## 抜粋本文
----------------

ヒマラヤ紀行 Part6

 

モンラ峠〜ナムチェバザール〜ルクラ

 

月明かりのタムセルク

 


 

11/19(木)晴れ ゴーキョ〜マチェルモ
11/20(金)晴れ マチェルモ〜モンラ峠
11/21(土)晴れ モンラ峠〜ナムチェバザール
11/22(日)晴れ ナムチェバザール〜バンカー
11/23(月)晴れ バンカー〜ルクラ
11/24(火)晴れ ルクラ〜カトマンズ

対決

今日は午前中にレンジョ・パスを往復し、最後の大景観を満喫後、ゴーキョを離れる計画である。幸い天気も上々だ。

レンジョ・パス往復の準備を整え出発を待つ。
スタッフ達は早くもテントなどを撤収している。

ニマさんがいつも通り「ゆっくりね、ゆっくり」と言いながら笑顔でやって来た。
レンジョ・パスの方向へ歩き出そうとすると、そちらではないと下山方向を指差す。

レンジョ・パスを見ながら「レンジョ・パスだよ」と言うとニマさんの顔色が変わった。

----------------

ポインティング用データセットの項目:
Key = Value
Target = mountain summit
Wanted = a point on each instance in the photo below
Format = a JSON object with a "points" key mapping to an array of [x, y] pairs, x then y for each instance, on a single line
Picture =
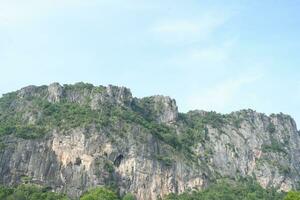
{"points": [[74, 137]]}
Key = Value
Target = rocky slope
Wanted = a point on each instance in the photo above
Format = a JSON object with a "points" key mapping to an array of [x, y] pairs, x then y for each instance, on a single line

----------------

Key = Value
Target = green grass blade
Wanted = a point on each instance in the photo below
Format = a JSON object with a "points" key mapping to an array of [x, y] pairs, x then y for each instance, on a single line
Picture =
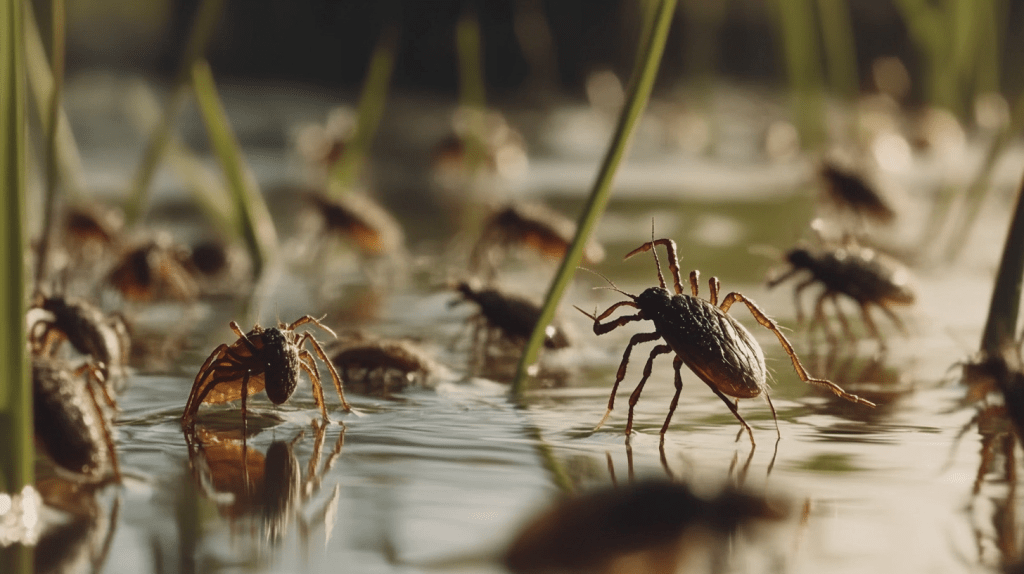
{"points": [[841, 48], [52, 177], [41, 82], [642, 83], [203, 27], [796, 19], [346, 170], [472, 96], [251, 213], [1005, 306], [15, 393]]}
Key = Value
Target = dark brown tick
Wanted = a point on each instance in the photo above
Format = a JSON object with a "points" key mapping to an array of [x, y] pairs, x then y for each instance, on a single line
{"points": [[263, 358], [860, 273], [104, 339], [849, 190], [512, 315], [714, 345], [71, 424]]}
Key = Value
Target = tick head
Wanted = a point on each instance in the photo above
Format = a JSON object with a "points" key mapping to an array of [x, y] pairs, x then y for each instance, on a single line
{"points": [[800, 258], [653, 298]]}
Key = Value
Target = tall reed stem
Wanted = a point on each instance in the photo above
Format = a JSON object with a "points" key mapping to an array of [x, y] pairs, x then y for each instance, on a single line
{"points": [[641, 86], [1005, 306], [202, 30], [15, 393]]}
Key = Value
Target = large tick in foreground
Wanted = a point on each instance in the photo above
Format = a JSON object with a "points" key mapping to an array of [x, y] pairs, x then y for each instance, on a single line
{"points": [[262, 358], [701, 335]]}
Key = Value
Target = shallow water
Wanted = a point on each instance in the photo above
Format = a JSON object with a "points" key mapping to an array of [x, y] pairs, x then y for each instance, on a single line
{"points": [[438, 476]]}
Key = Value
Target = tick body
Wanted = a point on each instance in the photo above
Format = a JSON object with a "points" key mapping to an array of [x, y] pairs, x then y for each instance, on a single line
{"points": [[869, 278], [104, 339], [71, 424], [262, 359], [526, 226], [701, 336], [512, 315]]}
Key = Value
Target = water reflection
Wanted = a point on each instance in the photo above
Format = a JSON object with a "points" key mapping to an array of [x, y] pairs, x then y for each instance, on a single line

----------------

## 課題一覧
[A] ヒマラヤ紀行の一文「スタッフ達は早くもテントなどを撤収している。」を英語に訳すこと。
[B] ヒマラヤ紀行を、最後の文の後から書き継ぐこと。

## 各課題の解答
[A] The staff are already taking down the tents and other gear.

[B]
以後しばらくは真面目な顔をして、こっちだ、あっちだの応酬。
外から見たら何をやっているんだと笑われたに違いない。

 

意思疎通

どうやら意思疎通の不足、相互の思い込みによる誤解であったようだ。

私は計画を修正した際、新予定をペーパーに書き、ゴーキョ・リとレンジョ・パスには必ず行きたい事を申し添え、ニマさんに手渡した。
新予定にはさらに1日の予備がある事もお互いに確認した筈だ。

ニマさんはどうやらゴーキョ4泊の内、悪天候で3日停滞したが、昨日ゴーキョ・リを十分楽しめたからOKだと思ったらしい。

重ねてレンジョ・パスへは行きたいのだと言うと、
「貴方なら無理ではないが雪が沢山残っている。降雪後、誰も歩いていないレンジョ・パス付近は雪と氷で大変だ、とても午前中の往復は無理」と譲らない。

ここは、このキャラバン隊の主人として強権を発動して良い場面だとも考えた。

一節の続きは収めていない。